Labeled-object pointing records
· · · · · · ·
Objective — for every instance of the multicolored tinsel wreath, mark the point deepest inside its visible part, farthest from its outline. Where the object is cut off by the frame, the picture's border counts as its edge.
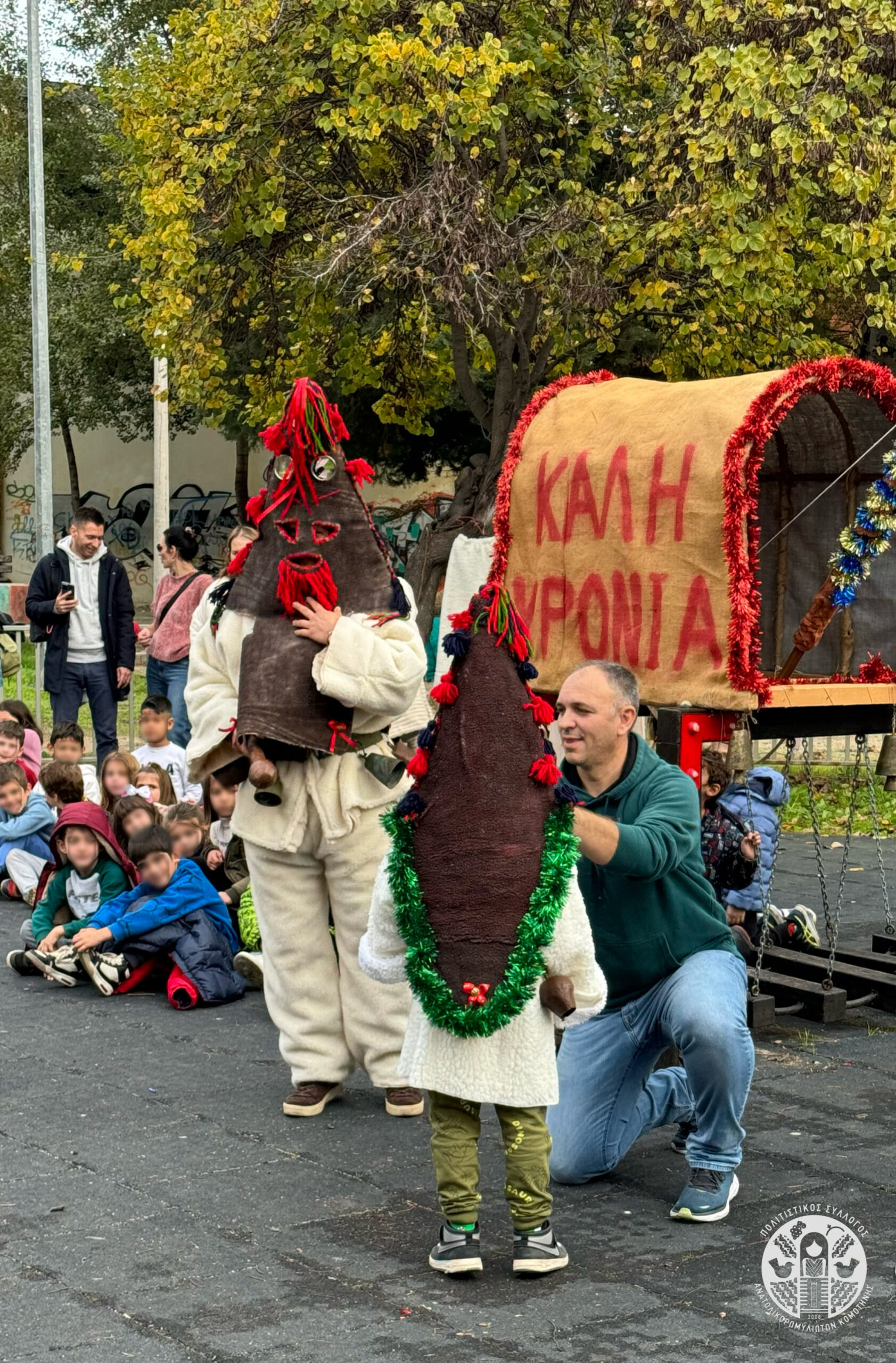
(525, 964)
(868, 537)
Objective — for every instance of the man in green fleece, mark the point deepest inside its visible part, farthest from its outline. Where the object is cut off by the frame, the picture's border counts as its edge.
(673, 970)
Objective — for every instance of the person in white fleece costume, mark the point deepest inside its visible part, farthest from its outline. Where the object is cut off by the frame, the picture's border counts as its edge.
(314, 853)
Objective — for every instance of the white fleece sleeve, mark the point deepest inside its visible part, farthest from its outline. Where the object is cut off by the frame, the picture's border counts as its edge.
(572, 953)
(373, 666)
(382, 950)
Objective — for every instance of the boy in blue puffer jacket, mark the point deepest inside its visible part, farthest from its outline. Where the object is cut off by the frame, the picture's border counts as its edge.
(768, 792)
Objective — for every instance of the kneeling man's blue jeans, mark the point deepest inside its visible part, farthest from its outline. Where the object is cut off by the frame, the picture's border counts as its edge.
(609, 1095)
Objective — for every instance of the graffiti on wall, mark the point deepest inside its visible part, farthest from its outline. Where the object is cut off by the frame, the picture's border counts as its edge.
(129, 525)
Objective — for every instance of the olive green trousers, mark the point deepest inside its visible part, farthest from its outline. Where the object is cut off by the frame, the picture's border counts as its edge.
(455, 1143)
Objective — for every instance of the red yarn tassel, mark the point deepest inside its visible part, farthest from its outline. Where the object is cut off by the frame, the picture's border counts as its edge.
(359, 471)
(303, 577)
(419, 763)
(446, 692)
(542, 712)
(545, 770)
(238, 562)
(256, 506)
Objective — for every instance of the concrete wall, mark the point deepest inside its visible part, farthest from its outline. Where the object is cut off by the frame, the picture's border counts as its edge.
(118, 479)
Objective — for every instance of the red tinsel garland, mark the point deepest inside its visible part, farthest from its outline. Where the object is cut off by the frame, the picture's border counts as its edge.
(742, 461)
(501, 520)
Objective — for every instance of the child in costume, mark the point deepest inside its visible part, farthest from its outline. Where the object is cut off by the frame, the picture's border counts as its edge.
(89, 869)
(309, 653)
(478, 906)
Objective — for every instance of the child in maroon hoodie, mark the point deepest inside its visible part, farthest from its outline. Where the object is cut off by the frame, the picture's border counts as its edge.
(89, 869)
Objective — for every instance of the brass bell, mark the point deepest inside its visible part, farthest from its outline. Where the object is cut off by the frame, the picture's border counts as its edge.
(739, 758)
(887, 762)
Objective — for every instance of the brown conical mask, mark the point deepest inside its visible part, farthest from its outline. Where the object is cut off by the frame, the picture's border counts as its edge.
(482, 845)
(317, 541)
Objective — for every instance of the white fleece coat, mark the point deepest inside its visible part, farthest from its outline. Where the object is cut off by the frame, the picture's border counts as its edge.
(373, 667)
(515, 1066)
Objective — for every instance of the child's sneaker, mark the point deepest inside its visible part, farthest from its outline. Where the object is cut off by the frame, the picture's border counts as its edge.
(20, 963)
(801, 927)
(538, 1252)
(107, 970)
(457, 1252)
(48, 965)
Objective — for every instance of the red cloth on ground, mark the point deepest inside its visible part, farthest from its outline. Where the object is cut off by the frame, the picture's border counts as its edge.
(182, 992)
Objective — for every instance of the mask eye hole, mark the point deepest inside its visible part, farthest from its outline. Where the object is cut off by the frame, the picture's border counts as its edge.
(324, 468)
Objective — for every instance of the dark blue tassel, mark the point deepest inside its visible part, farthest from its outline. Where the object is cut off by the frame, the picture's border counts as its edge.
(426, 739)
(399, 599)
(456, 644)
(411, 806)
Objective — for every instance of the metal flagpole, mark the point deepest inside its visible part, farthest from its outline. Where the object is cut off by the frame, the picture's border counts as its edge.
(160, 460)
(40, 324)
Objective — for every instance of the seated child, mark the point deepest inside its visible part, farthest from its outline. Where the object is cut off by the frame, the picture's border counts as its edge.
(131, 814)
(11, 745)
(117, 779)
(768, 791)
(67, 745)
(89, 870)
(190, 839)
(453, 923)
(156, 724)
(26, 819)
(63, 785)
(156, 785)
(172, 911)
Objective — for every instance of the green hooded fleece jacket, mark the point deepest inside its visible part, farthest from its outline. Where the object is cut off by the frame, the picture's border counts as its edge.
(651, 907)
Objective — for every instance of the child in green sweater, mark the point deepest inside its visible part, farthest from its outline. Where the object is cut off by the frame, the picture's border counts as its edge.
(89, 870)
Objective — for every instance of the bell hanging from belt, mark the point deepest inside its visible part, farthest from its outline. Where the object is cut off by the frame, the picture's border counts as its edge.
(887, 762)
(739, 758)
· · · · · · ·
--- Exercise directions ---
Duplicate the part of the records above that opens with the line containing "Objective — for every instance of the child in maroon" and closes with the line containing "(515, 1066)", including both of those lines.

--- Completed exercise ---
Objective — for every instance of the child in maroon hoodie, mark the point deepest inside its visible part, farthest from its outline. Where the object is cut off by the frame, the picture's border counts as its edge.
(89, 869)
Objective — for every instance of the brass bell, mark the point deepest inside its visible part, farthest from its outline. Where the object is cut off by the frame, the picture's border counts as its edge.
(739, 758)
(887, 762)
Objective — for every instance of the brown conical mask, mark the point deepest inside its visible part, farthest from its outline. Where the object is cut off by the frame, the picture's border counts as its edge.
(482, 845)
(317, 541)
Objective — for every instance of the white fleece coat, mark the point deepest inside its visible part, farthest from its outline. Where the object is cut off by the frame, the picture's border counts as its edge.
(373, 667)
(515, 1066)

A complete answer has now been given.